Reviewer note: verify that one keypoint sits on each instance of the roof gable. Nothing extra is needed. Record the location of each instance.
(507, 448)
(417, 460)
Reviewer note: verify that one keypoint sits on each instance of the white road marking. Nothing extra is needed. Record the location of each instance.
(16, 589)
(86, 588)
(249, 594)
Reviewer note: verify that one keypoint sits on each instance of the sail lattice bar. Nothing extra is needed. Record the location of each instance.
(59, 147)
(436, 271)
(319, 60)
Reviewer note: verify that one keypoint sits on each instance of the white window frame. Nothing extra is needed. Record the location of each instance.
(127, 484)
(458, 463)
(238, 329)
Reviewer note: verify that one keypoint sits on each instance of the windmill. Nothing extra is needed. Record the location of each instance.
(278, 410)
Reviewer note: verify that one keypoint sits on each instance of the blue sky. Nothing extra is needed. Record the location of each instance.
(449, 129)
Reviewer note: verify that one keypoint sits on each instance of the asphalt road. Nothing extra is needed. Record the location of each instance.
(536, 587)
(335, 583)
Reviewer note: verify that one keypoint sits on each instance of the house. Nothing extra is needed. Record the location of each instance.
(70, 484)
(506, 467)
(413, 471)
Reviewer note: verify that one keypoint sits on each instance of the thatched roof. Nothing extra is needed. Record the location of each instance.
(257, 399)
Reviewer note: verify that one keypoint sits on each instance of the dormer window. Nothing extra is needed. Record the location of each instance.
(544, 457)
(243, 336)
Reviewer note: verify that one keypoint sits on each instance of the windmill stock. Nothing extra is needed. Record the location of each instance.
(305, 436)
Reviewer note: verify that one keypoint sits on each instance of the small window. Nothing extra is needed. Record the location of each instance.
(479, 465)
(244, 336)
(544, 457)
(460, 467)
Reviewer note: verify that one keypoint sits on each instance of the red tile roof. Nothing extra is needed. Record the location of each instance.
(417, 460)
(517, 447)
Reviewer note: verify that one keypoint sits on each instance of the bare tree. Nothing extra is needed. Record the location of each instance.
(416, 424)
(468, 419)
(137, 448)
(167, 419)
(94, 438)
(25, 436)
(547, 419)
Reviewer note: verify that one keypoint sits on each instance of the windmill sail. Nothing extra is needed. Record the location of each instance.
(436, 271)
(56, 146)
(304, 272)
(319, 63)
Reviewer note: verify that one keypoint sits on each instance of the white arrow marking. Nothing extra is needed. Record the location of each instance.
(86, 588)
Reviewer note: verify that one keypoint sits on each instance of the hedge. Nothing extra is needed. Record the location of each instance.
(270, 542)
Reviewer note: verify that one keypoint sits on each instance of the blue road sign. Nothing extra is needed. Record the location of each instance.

- **Your instructions**
Could you restate all of the lines above without altering a single word?

- **Solution for this task**
Reviewer note: verify that one keypoint sits on each instance of the roof gable. Nothing extra is needed. Record the location of each instance.
(507, 448)
(417, 460)
Reviewer note: verify that one keypoint sits on each instance of the white road marking. Nothing extra is needed. Record the location of each instance.
(16, 589)
(86, 588)
(249, 594)
Reviewer note: verify that one keypoint sits on each instance of the sail lattice bar. Nothing extra is needed. Record the location of each instance.
(59, 147)
(436, 271)
(319, 60)
Reviewer note: verify that one keypoint sits on each instance of the white window frame. Nothing extra is needed. Record the location of each instance.
(127, 484)
(458, 463)
(238, 329)
Reviewer note: verify that one keypoint sits on each instance of the windmill. Nothing extra is needed. Record the location of each instance.
(278, 410)
Reviewer note: verify that one keypoint sits on each instance of the blue sky. Nothing extra is needed. Record the location of each instance.
(449, 129)
Reviewer note: verify that one keypoint sits on each instance of the asphalt road. Nothing extra is needed. Record the location of each instance.
(536, 587)
(335, 583)
Reviewer note: verify that one keypoint sits on each instance of the house. Nothing extra is needed. Record the location of each instance.
(70, 484)
(506, 467)
(413, 471)
Reviewer note: verify that one keypoint sits on each instance of the thatched roof. Nothing extra is needed. Record the location of each instance.
(257, 399)
Reviewer note: verify that one keypoint sits on each instance of the dormer window. Nothing extra is needed. Record the location of each instance.
(544, 457)
(243, 336)
Reviewer note: verify that one keypoint sits on each instance of the windmill stock. Nothing extra is needed. Record the location of each instance.
(305, 436)
Reviewer note: verify that one keypoint sits on each instance of the small window. Nothing extra is needed. Record the location of each instance.
(479, 465)
(244, 336)
(544, 457)
(460, 467)
Reviewer note: verify that one keypoint sits on each instance of the red tile roof. Nothing extra is needed. Record the location of each instance.
(417, 460)
(517, 447)
Reviewer note: verify that one keypoint sits on each instance of the bare tree. Nothing extra is needed. Record the location of each instance.
(416, 424)
(468, 419)
(137, 448)
(167, 419)
(94, 438)
(25, 436)
(547, 419)
Reviewer note: verify that one keypoint sits on each instance of the windmill sail. Nothing extra is needed. Record the location of each instance.
(436, 271)
(56, 146)
(304, 272)
(319, 63)
Reviewer note: verify that one keypoint sits on each instance of the white arrow marking. Nothing extra is needed. Record the location of each instance.
(86, 588)
Reviewer note: verify that one keypoint sits on each instance of the hedge. Nothing extra is needed. Record the location of each instance.
(270, 542)
Reviewer note: verify that one keypoint sits on each instance of the blue road sign. Nothing extra is needed. Record the location of each instance.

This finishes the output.